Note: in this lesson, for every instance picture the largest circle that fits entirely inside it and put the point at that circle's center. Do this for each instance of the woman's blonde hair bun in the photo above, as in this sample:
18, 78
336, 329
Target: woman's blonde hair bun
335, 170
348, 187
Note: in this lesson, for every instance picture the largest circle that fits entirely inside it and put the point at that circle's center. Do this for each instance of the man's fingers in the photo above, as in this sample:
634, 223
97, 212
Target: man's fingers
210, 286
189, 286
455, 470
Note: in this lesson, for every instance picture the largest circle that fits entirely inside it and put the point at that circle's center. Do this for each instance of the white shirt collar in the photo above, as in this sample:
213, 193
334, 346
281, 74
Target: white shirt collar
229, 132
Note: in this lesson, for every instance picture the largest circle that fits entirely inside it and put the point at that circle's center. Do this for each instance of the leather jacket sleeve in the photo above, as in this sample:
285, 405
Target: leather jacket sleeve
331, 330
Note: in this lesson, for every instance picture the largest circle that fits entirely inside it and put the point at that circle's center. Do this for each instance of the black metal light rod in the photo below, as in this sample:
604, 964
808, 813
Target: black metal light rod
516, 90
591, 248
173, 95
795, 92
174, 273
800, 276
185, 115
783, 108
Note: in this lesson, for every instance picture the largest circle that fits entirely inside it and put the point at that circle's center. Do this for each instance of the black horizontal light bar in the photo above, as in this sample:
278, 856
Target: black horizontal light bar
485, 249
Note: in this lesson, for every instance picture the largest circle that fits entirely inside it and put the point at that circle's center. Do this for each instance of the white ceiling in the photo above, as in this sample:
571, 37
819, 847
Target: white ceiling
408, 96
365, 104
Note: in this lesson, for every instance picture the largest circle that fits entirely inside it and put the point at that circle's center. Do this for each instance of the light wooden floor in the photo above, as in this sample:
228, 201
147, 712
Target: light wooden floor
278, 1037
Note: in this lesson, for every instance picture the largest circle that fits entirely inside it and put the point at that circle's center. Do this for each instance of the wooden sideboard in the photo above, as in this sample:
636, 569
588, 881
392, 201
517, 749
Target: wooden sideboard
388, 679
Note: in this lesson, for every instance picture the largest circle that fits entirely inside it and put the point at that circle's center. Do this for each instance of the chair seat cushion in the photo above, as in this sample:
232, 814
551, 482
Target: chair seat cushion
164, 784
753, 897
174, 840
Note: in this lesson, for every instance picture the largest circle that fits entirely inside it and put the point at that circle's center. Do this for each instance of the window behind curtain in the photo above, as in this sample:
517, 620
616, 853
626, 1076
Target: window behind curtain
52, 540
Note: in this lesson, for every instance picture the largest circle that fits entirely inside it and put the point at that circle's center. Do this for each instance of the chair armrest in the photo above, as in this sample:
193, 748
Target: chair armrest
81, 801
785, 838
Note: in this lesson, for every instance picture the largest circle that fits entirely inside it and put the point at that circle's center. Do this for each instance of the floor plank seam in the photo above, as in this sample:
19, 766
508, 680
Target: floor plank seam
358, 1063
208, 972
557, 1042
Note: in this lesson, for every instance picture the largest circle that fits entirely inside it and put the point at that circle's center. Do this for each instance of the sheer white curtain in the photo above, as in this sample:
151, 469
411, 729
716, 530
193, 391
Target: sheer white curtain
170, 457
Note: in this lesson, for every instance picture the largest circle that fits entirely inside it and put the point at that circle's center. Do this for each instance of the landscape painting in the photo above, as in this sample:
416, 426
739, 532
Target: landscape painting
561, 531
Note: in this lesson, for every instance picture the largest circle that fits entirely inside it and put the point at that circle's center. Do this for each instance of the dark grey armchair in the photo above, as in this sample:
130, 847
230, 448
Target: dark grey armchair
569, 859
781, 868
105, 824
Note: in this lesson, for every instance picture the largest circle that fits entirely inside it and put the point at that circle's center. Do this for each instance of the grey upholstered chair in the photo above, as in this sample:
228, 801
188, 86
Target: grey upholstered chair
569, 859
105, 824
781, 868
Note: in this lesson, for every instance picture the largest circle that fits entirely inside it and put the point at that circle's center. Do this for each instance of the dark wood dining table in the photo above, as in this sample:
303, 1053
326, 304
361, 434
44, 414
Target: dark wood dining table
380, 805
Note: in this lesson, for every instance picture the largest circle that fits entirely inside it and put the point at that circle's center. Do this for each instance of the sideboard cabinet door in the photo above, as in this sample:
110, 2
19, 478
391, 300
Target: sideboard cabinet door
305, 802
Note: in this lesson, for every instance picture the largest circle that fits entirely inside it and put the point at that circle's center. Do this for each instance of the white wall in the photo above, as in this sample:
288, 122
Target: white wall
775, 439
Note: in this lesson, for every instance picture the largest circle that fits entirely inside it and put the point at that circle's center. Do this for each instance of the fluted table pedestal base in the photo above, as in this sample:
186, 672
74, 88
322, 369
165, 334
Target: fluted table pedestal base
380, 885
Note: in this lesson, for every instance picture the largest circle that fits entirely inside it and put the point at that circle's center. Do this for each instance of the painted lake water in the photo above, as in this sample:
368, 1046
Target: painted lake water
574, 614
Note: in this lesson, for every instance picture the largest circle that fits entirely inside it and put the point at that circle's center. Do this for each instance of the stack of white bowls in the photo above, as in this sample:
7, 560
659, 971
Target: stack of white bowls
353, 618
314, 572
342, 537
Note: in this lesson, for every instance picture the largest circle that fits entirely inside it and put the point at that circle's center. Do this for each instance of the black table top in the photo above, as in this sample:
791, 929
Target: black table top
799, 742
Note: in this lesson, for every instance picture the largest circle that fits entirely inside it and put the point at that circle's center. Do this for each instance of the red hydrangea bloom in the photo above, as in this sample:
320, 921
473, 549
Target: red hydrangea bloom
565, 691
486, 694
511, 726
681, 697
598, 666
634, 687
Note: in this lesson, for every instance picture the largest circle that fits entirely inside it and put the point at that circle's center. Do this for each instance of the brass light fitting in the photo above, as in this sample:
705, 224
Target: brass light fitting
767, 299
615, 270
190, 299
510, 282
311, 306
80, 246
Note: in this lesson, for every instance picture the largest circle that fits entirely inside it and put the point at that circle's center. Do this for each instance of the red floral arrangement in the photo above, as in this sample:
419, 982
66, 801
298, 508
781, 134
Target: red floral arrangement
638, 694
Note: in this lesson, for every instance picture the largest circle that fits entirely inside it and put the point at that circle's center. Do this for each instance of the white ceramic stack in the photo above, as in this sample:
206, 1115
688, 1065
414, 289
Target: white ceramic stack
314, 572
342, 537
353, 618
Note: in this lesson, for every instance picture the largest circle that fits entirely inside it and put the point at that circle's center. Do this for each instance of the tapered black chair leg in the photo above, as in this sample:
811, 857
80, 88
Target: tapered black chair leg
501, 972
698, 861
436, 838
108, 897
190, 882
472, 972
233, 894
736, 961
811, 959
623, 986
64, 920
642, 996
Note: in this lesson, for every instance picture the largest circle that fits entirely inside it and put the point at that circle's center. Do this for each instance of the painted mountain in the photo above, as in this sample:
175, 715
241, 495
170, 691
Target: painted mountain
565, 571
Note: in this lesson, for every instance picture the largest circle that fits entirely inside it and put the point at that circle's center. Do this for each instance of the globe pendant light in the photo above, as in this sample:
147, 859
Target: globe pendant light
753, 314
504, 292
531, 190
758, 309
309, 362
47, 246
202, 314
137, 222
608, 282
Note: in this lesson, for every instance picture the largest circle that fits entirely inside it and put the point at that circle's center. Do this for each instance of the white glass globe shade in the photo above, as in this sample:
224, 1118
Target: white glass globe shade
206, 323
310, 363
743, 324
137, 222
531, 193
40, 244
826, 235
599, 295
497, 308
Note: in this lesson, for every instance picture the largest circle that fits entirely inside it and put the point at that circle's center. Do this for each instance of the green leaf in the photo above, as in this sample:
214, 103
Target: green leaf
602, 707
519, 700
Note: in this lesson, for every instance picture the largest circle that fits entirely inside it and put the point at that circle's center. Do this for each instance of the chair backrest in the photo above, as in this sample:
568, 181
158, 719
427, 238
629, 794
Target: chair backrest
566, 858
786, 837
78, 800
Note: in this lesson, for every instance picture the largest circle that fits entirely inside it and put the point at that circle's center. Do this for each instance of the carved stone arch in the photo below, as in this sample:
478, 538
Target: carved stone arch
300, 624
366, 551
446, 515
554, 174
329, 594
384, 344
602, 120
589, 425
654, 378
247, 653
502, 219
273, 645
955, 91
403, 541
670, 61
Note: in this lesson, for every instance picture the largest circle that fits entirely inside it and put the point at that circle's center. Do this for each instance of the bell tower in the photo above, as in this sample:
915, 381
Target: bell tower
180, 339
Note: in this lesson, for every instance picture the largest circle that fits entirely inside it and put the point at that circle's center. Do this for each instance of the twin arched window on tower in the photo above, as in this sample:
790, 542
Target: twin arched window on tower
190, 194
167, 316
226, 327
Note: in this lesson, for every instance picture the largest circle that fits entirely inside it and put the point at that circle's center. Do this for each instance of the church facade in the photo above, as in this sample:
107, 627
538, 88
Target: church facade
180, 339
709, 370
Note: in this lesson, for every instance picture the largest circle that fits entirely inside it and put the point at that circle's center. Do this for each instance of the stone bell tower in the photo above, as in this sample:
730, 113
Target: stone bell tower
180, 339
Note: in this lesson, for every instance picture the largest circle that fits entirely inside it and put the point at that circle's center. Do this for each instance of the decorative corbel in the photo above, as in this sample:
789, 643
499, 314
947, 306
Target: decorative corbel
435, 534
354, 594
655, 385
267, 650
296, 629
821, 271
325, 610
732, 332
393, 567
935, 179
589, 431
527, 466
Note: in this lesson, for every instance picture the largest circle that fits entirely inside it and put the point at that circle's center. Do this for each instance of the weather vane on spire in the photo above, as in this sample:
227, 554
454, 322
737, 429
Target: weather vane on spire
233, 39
----
Exercise details
Could you give again exactly the lines from the line containing "of the church" through the final line of the data above, and no others?

The output
Note: in this lesson, for every instance picture the largest circle that fits entirely inside it and put the point at that circle's center. Do this for each instance of the church facade in the photo above, as in this sample:
107, 627
538, 88
Target: church facade
180, 339
709, 370
Note: in this lesson, for every instance picture the largest circle that fits entirely inside it and put the point at that circle's center. Do this for each instance of the stone bell tower in the photo above, as in this sample:
730, 113
Target: stone bell tower
180, 339
Note: in this lesson, for every instance picture the largest circle that fits entirely inside it and put the point at that circle's center. Do this for each instance of the decorative corbel in the photo above, as in this sample:
789, 643
499, 314
947, 306
Target: decorative corbel
435, 534
354, 594
655, 385
267, 650
296, 629
821, 271
325, 610
732, 332
393, 567
935, 179
589, 431
527, 466
Note: in this lesson, for every instance picture the largest circle that fits entirely inside it and put the point at that circle's center. Do this for each instance of the weather vane on spire in the photo above, as in this sample:
227, 554
454, 322
737, 429
Target: weather vane on spire
233, 39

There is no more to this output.